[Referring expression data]

[Start of section]

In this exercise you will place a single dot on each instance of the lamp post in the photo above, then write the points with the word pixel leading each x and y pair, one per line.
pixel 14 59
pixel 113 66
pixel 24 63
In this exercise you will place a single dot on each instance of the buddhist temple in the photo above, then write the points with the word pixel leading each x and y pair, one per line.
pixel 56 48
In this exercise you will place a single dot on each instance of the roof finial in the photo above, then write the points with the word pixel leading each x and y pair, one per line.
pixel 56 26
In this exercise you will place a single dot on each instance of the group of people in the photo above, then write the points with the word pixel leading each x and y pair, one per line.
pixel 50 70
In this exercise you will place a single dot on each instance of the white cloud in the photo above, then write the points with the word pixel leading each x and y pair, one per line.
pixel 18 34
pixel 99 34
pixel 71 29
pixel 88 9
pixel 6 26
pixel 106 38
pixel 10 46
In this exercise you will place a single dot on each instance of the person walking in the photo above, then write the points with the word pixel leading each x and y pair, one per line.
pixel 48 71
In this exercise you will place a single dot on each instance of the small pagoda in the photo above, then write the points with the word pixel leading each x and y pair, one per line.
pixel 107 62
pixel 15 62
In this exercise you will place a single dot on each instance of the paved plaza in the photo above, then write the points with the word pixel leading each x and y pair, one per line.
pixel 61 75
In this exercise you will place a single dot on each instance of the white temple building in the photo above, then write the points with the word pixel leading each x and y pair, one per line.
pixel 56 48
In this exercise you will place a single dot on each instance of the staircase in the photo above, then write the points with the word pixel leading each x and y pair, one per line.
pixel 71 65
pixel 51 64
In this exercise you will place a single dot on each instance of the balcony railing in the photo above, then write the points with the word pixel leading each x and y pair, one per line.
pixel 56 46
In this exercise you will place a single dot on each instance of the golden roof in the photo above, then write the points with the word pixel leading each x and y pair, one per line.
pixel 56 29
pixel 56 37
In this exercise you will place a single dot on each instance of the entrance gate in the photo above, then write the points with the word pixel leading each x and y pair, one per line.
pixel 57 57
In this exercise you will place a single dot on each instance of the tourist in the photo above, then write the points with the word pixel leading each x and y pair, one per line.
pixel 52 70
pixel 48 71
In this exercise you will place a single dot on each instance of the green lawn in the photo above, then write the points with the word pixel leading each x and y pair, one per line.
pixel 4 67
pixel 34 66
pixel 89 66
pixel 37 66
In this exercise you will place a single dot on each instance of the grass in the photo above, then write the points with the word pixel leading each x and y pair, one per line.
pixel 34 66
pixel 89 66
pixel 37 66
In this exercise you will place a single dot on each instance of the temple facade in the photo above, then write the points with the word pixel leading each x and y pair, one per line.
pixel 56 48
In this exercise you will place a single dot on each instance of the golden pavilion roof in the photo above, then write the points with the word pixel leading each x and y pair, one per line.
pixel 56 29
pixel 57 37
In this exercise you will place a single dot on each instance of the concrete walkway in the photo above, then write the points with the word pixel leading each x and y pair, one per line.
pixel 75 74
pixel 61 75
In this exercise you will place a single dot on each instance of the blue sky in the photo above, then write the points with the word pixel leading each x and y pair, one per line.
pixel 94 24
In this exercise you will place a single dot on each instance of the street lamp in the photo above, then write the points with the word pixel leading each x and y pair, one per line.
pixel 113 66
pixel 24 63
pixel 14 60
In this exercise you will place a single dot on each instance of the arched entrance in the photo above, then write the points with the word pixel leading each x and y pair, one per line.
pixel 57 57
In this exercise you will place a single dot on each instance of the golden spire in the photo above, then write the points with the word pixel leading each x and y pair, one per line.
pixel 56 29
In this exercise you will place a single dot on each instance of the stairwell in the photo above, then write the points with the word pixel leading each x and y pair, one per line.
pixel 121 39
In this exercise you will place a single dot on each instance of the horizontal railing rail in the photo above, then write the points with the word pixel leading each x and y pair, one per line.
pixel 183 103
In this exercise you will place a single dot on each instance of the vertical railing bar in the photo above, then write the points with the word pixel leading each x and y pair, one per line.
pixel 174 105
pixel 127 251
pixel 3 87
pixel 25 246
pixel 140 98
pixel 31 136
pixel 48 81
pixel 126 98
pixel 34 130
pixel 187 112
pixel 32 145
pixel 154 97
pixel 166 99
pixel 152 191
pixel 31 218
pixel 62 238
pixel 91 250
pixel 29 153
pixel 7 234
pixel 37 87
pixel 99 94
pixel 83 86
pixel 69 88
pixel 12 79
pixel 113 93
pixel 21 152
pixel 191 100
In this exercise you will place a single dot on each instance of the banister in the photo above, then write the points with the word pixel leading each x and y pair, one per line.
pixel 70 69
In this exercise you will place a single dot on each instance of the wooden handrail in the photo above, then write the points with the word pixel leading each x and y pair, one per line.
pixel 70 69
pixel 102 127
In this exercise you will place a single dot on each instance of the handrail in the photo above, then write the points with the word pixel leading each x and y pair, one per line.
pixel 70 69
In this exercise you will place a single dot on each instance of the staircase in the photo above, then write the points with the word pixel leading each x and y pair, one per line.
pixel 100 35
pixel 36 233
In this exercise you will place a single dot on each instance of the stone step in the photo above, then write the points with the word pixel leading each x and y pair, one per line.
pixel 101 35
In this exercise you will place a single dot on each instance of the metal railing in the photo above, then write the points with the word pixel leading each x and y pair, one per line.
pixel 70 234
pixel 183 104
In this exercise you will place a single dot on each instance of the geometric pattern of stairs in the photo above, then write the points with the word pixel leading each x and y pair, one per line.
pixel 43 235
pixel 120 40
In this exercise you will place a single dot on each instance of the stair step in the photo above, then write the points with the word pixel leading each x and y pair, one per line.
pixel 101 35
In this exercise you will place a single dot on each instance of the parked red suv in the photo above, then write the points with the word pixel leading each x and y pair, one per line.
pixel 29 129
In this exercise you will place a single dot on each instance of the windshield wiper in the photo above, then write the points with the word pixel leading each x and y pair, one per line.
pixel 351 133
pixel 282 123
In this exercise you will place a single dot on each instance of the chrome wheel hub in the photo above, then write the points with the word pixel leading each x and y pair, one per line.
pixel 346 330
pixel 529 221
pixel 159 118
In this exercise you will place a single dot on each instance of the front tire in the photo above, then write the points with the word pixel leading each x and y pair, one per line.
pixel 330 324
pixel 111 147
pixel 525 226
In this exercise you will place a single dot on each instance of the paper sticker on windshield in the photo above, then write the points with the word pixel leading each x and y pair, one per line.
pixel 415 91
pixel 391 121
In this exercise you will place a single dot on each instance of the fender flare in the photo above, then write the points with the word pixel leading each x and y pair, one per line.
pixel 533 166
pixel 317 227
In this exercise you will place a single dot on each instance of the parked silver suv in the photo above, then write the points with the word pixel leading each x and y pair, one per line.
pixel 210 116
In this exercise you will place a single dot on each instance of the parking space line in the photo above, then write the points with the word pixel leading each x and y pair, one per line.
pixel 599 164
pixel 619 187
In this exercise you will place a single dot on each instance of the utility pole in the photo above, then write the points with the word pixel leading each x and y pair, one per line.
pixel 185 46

[End of section]

▸ What to work on: What needs duplicating is the run of lines from the one containing "of the front" through the last line of the entries above, exact and complete.

▸ Answer section:
In this exercise you will place a single dot on each instance of the front tire in the photo above, then write the points with the word pixel leading each x and y pair, one per line.
pixel 330 324
pixel 111 147
pixel 525 226
In this exercise you will place a single dot on each instance of the paper sticker on windshield in the photo above, then write the points with the word pixel leading each x and y pair, one per line.
pixel 415 91
pixel 391 121
In this exercise you will place a single dot on each instance of the fender flare in the photo above, then write the points with the word pixel leading each x and y pair, one per line.
pixel 533 166
pixel 317 227
In this exercise you will place a single dot on each instance of the parked silver suv in the photo above, then write the points with the word pixel leading each x and y pair, one per line.
pixel 210 116
In this exercise you will place a single dot on each instance of the parking space line in the photo above, then write the points with the word pixel leading each x and y pair, one per line.
pixel 599 164
pixel 619 187
In this exercise you will place a single dot on each instance of the utility pole in the photo above, then write the points with the word pixel leading each x and y pair, one per line.
pixel 185 46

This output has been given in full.